◆ A block of data ◆
· · ·

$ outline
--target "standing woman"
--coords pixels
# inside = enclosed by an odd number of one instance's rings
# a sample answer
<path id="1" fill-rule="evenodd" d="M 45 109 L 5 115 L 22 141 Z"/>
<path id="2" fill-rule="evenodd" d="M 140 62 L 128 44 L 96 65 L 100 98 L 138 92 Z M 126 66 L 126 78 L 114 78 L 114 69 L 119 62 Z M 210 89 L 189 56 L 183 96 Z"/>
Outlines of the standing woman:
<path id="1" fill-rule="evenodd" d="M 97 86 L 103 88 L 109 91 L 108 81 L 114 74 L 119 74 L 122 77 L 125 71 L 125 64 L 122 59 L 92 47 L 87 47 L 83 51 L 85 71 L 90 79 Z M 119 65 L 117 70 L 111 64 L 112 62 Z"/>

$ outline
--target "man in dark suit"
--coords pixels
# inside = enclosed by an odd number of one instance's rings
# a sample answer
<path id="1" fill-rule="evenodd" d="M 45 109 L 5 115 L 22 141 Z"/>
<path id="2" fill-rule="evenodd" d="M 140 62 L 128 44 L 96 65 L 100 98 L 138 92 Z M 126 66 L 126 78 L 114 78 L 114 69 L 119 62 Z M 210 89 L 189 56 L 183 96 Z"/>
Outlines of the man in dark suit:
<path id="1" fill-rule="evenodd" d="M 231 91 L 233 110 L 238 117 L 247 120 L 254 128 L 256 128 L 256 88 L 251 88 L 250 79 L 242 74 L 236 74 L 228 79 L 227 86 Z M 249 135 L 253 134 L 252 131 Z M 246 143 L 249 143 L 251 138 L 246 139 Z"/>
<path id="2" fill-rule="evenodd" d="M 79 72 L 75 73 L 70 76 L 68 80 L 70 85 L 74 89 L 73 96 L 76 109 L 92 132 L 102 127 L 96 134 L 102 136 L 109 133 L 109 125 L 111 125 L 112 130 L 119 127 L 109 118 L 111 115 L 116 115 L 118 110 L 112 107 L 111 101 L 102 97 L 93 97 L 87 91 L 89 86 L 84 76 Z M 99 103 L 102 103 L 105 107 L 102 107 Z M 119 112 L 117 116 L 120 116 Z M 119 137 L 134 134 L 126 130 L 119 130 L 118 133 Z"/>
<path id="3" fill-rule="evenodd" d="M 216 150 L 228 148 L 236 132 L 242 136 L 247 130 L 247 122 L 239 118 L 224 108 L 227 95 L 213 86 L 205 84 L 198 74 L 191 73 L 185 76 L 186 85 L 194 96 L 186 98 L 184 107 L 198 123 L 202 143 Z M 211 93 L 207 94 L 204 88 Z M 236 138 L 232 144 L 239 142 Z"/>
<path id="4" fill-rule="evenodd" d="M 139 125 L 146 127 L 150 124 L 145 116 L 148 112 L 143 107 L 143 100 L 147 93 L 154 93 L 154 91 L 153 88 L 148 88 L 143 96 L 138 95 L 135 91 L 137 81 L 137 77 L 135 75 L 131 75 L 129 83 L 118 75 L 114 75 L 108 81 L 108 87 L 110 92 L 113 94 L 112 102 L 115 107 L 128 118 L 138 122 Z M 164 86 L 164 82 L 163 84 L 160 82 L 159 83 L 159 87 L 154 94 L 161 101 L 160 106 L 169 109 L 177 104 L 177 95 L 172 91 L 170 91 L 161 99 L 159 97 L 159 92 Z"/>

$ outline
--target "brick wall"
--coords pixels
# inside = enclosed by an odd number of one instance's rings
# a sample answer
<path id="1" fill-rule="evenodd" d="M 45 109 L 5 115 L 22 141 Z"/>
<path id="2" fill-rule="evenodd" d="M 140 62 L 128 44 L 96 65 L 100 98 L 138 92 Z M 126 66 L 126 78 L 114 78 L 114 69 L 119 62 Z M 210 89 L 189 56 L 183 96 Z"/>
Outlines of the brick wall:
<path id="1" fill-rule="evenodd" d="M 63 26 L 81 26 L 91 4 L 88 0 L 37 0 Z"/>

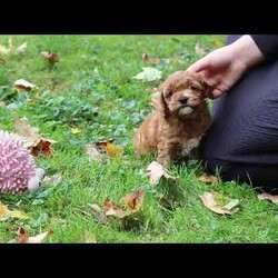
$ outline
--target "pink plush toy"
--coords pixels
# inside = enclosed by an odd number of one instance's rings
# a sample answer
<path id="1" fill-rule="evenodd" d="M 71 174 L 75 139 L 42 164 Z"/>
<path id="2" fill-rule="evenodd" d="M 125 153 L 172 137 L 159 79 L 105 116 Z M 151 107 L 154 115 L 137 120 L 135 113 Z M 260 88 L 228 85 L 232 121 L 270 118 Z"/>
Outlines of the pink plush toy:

· · ·

◆ Given problem ◆
Please pick out each line of the material above that contains the word "Outlines".

◆ Expected output ◆
Outlines of the standing woman:
Outlines of the man in dark suit:
Outlines of the brick wall:
Outlines of the pink plush toy:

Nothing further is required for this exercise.